*Instructions*:
1 – In the text about Joy and Marcuse, what is society supposed to use all the technology at its disposal for?
2 – Reproduce from the text about Joy and Marcuse the part that opens with the words containing "While Marcuse holds" and closes with "piece of text.".
3 – Name every person mentioned by name in the text about Joy and Marcuse.

::: Quoted text

What Joy is suggesting here is something trite and contrived: that society will save itself by having meetings with all the world leaders and everyone agreeing upon some magical ethical code (Cue NBC The More You Know Music). The problem with Joy’s idea is simple: he wants society to stand in clear opposition to its logical purpose. Society is supposed to use all the technology at its disposal to make its members lives better. Joy cannot predict the outcome of nanotechnology, nor should he try (I’m still waiting for my hoverboard…)

While Marcuse holds that the destruction of society will finally grant us mental bliss, Joy believes the solidification of society’s bureaucracy will help to slow the grinding wheel of technology before it crushes our skulls. I believe that they both have glorified the negative side of society, the side which slows human development. In reality, society is the reason we live in civilized cities where our goal is never to murder each other with work or with nanotechnology, but rather to live without fear under a general social code.

1 comment:

Adam Johns said...

This is a good example (for everyone) of the benefits to paying ongoing close attention to a piece of text.

The way you put Marcuse and Joy into contrast is not by any means obvious, since Joy only shifts (awkwardly, I might add - you could have done more with Joy's text at the transitional moment, incidentally) to what seems to be his faith in bureacracy close to the end.

You're also doing a good job analyzing Marcuse through a short excerpt: his skepticism of all form of control relates to the fact that his book isn't merely an attack upon the U.S. or the West; it is aimed equally at "advanced industrial society" on the other of the iron curtain.

Rather than nitpicking the details of your reading of Joy & Marcuse, let me focus on what I think is the most interesting moment in this post, near the end.

"The problem with Joy’s idea is simple: he wants society to stand in clear opposition to its logical purpose."

Your idea of what a society is and is for is interesting, but _far_ from obvious: both Joy and Marcuse would obviously disagree (Marcuse would probably say something like "the purpose of a society is the domination of its members").

If this post, hypothetically, were to become a project, you'd need to think in much more detail about why you understand "society" the way you do, and you'd need to defend it in all its optimism (utopianism, perhaps).

::::::
::: Data

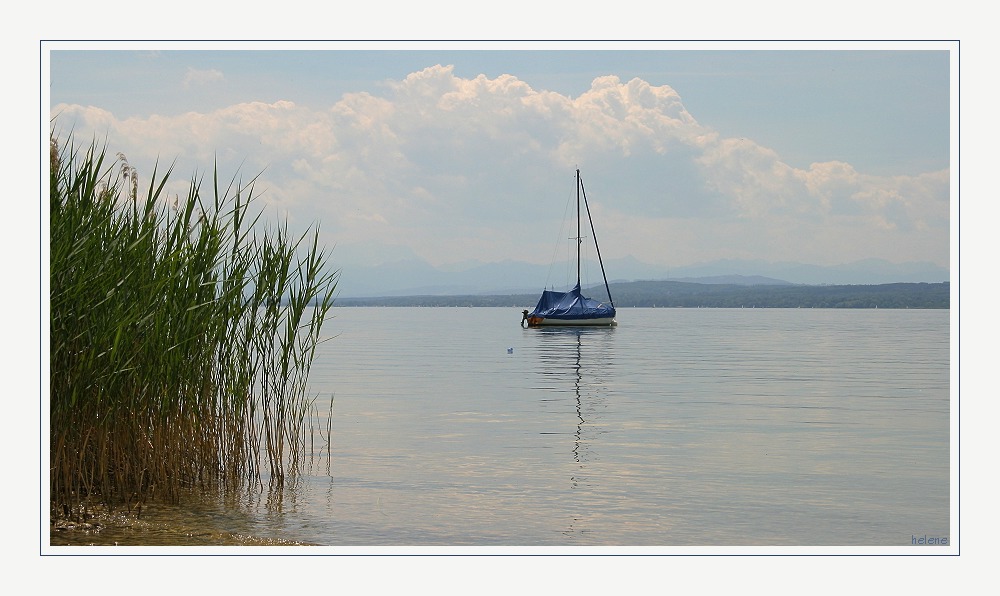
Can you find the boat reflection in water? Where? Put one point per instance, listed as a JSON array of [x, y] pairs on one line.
[[575, 366]]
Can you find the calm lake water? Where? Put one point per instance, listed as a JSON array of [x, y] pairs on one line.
[[678, 428]]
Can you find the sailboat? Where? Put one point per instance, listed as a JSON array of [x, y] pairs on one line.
[[572, 308]]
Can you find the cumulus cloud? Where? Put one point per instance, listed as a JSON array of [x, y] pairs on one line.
[[443, 162]]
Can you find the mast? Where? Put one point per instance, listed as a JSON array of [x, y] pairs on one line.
[[579, 238], [594, 233]]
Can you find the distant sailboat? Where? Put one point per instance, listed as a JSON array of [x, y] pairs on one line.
[[572, 308]]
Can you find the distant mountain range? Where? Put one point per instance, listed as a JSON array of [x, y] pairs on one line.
[[415, 277]]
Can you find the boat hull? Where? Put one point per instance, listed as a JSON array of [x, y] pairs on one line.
[[551, 322]]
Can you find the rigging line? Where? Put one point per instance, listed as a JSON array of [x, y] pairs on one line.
[[555, 249], [593, 232]]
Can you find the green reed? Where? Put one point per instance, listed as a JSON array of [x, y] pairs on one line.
[[181, 335]]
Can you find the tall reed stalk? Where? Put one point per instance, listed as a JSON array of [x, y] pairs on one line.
[[182, 334]]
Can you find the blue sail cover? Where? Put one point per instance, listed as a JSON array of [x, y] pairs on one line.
[[571, 306]]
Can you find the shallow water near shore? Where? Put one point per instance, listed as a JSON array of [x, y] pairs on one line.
[[678, 428]]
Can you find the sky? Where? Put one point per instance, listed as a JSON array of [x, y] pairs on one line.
[[466, 153]]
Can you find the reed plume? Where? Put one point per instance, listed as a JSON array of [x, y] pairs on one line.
[[181, 335]]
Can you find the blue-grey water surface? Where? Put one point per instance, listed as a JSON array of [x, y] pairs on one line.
[[680, 427]]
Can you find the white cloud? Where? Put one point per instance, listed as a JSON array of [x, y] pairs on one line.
[[479, 168]]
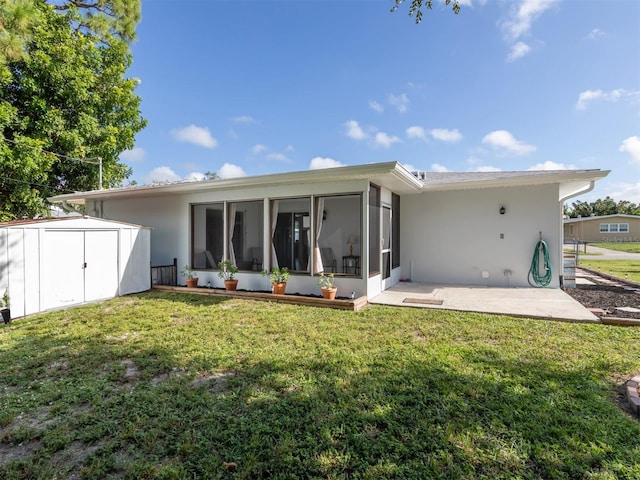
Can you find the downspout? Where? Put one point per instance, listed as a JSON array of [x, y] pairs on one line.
[[560, 259]]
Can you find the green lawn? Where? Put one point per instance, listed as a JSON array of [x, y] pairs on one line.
[[176, 386], [623, 269], [629, 247]]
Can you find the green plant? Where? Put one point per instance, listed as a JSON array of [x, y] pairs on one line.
[[277, 274], [187, 271], [327, 281], [227, 270]]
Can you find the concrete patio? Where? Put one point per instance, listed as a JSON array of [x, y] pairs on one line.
[[547, 303]]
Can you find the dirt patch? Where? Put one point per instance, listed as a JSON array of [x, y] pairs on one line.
[[608, 298]]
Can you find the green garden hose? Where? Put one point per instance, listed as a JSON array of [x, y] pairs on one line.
[[534, 272]]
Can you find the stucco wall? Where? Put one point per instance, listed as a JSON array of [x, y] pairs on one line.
[[453, 237]]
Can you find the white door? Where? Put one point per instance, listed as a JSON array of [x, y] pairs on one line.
[[385, 261], [78, 266], [62, 268], [101, 265]]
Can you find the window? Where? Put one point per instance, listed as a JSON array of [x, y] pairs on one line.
[[207, 242], [614, 228], [245, 248], [339, 234], [374, 233]]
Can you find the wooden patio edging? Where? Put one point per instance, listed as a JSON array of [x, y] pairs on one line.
[[353, 305]]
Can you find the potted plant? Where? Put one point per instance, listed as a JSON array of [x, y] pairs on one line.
[[278, 277], [5, 306], [228, 273], [191, 279], [327, 286]]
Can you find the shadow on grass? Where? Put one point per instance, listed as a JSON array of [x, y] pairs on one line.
[[137, 411]]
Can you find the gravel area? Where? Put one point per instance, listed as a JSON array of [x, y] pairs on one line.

::::::

*Solutions to the exercise*:
1 – To make its members' lives better.

2 –
While Marcuse holds that the destruction of society will finally grant us mental bliss, Joy believes the solidification of society’s bureaucracy will help to slow the grinding wheel of technology before it crushes our skulls. I believe that they both have glorified the negative side of society, the side which slows human development. In reality, society is the reason we live in civilized cities where our goal is never to murder each other with work or with nanotechnology, but rather to live without fear under a general social code.

1 comment:

Adam Johns said...

This is a good example (for everyone) of the benefits to paying ongoing close attention to a piece of text.

3 – Joy, Marcuse, Adam Johns